The task: In full and without change, repeat the records shown below.

Data shown:
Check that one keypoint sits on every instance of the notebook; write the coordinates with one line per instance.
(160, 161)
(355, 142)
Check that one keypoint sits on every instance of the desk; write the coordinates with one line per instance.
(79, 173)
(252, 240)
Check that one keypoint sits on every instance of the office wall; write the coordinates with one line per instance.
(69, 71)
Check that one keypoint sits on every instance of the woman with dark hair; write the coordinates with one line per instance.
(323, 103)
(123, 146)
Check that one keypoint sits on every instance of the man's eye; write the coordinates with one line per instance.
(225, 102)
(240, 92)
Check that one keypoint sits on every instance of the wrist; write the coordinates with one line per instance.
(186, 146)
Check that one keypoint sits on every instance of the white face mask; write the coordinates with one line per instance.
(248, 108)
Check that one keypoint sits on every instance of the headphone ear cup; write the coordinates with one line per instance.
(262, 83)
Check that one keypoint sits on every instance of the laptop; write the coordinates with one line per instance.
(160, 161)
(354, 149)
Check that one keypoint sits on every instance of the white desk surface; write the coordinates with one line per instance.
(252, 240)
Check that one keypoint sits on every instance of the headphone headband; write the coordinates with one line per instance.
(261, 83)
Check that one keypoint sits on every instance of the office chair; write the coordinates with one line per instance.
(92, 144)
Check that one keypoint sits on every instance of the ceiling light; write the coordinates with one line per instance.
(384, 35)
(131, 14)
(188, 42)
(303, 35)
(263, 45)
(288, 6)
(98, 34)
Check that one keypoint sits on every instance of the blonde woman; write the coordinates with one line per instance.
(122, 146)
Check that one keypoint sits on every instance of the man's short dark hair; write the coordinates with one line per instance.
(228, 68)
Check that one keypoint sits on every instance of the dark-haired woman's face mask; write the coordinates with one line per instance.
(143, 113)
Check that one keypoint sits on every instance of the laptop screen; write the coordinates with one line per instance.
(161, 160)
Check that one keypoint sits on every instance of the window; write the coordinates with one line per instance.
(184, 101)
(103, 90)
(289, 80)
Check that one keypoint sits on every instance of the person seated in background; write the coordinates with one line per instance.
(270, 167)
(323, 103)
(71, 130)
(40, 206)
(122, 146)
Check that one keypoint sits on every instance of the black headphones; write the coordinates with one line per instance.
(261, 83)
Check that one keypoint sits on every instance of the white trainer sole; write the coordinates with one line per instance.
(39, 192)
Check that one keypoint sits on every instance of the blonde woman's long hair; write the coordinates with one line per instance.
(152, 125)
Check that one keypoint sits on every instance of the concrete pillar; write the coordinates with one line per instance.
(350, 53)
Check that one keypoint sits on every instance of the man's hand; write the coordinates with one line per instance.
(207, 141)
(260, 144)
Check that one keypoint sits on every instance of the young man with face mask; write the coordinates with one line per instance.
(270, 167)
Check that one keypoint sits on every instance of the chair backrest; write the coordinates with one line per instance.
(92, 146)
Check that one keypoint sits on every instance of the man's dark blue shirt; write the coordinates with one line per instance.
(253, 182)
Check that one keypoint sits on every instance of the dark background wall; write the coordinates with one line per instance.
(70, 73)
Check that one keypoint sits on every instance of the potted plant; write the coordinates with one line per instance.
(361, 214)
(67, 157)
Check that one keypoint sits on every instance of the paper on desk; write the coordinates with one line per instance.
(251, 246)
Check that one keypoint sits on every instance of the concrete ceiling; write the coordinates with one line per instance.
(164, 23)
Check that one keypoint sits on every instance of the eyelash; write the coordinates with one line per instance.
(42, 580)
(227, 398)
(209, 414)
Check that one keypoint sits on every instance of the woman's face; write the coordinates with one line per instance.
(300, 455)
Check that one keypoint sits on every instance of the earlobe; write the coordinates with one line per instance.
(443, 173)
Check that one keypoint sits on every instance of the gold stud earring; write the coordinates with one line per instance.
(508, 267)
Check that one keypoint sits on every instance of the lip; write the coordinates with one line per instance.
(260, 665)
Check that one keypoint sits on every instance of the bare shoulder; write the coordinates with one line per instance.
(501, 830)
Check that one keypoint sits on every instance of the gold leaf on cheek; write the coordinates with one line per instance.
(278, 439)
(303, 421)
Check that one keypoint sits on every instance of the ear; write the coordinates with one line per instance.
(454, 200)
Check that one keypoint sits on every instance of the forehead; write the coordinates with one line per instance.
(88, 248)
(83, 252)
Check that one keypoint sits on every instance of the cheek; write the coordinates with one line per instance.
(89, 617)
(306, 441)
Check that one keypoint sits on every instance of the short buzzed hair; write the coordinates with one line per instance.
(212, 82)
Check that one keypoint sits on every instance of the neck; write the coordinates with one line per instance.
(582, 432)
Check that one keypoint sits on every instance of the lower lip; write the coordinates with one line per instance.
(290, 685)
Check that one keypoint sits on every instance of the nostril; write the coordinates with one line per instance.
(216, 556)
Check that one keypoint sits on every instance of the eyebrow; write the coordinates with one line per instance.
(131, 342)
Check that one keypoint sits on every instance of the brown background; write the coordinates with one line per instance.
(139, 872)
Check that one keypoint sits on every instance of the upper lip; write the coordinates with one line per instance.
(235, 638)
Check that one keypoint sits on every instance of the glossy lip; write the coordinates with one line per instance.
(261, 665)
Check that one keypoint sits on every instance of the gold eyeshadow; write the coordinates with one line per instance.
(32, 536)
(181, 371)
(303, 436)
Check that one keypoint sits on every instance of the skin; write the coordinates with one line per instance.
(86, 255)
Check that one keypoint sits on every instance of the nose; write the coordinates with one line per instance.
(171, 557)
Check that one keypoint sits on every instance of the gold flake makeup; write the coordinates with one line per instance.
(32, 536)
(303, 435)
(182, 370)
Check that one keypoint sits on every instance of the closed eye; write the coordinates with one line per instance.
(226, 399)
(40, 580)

Response to this task:
Check that one keypoint sits on every instance of the notebook; write the coordinates with one line per instance.
(160, 161)
(355, 142)
Check that one keypoint sits on every instance of the desk; write the coordinates with one line per instance.
(79, 173)
(252, 240)
Check that one keypoint sits on every instance of the office wall; write the coordinates with one line per instance.
(69, 71)
Check that one keypoint sits on every instance of the woman with dark hair; write the coordinates with one line per instance.
(323, 103)
(123, 146)
Check that one keypoint sits on every instance of the man's eye; write the coordinates with one line per instance.
(225, 102)
(240, 92)
Check that one keypoint sits on every instance of the wrist; write the coordinates with one line per instance.
(186, 146)
Check that one keypoint sits on every instance of the white face mask; write the coordinates with one line per instance.
(248, 108)
Check that one keypoint sits on every instance of the headphone ear cup; write the coordinates with one line per instance.
(262, 83)
Check that one keypoint sits on every instance of the laptop; write the coordinates with one line per instance.
(160, 161)
(354, 149)
Check that one keypoint sits on every instance of the white desk surface; write the coordinates with one line per instance.
(252, 240)
Check that one keypoint sits on every instance of the headphone headband; write the coordinates with one line per instance.
(261, 83)
Check that one keypoint sits on every instance of the office chair; write the coordinates with one line per instance.
(92, 144)
Check that one keypoint sits on every instance of the ceiling light; write the coordinates with one line per instance.
(384, 35)
(131, 14)
(188, 42)
(303, 35)
(263, 45)
(288, 6)
(98, 34)
Check that one keypoint sits on every instance of the blonde woman; write the coordinates with one line per instance.
(122, 146)
Check that one keypoint sits on every instance of the man's short dark hair; write the coordinates with one line per instance.
(228, 68)
Check that one keypoint sits on every instance of the dark-haired woman's face mask; write the coordinates with one line per instance.
(143, 113)
Check that one keypoint sits on every instance of the laptop screen; write the coordinates with one line per instance.
(161, 160)
Check that one keypoint sits on every instance of the window; write the coordinates with one line per instance.
(184, 101)
(103, 90)
(289, 80)
Check that one keypoint sits on every instance of the person seated in background; write the coordinates with one line per instance.
(270, 167)
(323, 103)
(71, 130)
(40, 206)
(122, 146)
Check that one keypoint sits on every instance of the black headphones; write the coordinates with one line per instance.
(261, 83)
Check that one keypoint sits on every instance of the white trainer sole; write the coordinates with one line per instance.
(39, 192)
Check that one keypoint sits on every instance of the blonde woman's long hair; write the coordinates with one line per instance.
(152, 125)
Check that one keypoint sits on every instance of the concrete pillar; write the coordinates with one line per instance.
(350, 53)
Check that one keypoint sits on every instance of the man's hand; write the coordinates with one line per instance.
(207, 141)
(260, 144)
Check that one keypoint sits on every instance of the young man with face mask; write the coordinates with one line per instance.
(270, 167)
Check that one keypoint sits on every instance of the chair backrest; write the coordinates with one line per instance.
(92, 146)
Check that one keypoint sits on every instance of the man's dark blue shirt; write the coordinates with one line per instance.
(253, 182)
Check that one keypoint sits on every instance of the dark background wall; write the coordinates with one line per instance.
(70, 73)
Check that one keypoint sits on every instance of the potted plant; write the coordinates with one line per instance.
(361, 214)
(67, 157)
Check that one keypoint sits on every instance of the paper on desk; write the coordinates with one line per instance.
(251, 246)
Check that one keypoint sits on every instance of the concrete ceiling; write the coordinates with one line per instance.
(164, 23)
Check that one keypoint sits on every instance of the eyelash; write the coordinates with one line per instance.
(42, 580)
(227, 398)
(209, 414)
Check that one keypoint sits on every instance of the woman's face; write the coordinates with one line per instance.
(300, 455)
Check that one keypoint sits on every instance of the earlobe; write the coordinates with one line per instance.
(443, 173)
Check that one keypoint sits on every instance of the gold stud earring; write the coordinates with one line per instance.
(508, 267)
Check that one keypoint sits on every instance of the lip; write the coordinates with one line per instance.
(260, 665)
Check that one keypoint sits on every instance of the bare shoulder; write the coordinates with one line per instance.
(501, 830)
Check that one keypoint sits on every instance of the gold leaf on cheek; write the coordinates with one line per instance.
(278, 439)
(303, 421)
Check that one keypoint sits on every instance of the ear; write the coordinates with one line per instance.
(454, 200)
Check that one keypoint sits on every instance of the forehead; write the coordinates with one line per instance.
(88, 248)
(83, 252)
Check that one keypoint sits on every instance of the cheek; write the coordinates with one line per instance.
(89, 617)
(306, 441)
Check that one keypoint sits on every instance of the short buzzed hair; write the coordinates with one line per instance.
(212, 82)
Check that one keypoint sits on every instance of the neck; write the coordinates with one line per instance.
(582, 432)
Check that one keypoint sits on every instance of the lower lip; write the coordinates with one line per instance.
(290, 685)
Check that one keypoint sits on every instance of the nostril; write the coordinates with one line per instance.
(216, 556)
Check that one keypoint sits on every instance of the eyebrow; write the coordinates with one line per instance.
(131, 342)
Check that one keypoint sits on every instance of the brown background; write the coordinates with one line per instance.
(139, 872)
Check that one keypoint sits on every instance of the upper lip; write the coordinates with one line per instance.
(235, 638)
Check that one keypoint sits on every instance of the glossy lip; write the coordinates with one line per instance.
(261, 665)
Check that one keypoint sits on every instance of the gold eyeshadow; write the coordinates with one line per instance.
(32, 536)
(181, 371)
(303, 436)
Check that one keypoint sits on every instance of the skin; write the coordinates with one line per instance.
(86, 255)
Check that one keypoint sits on every instance of the nose; write the coordinates with one line per instance.
(171, 557)
Check that one keypoint sits on every instance of the gold flake makeup; write the coordinates with one line per instance.
(32, 536)
(303, 435)
(182, 370)
Check that one keypoint sits on every instance of the closed eye; write the coordinates with one line per instance.
(226, 399)
(40, 580)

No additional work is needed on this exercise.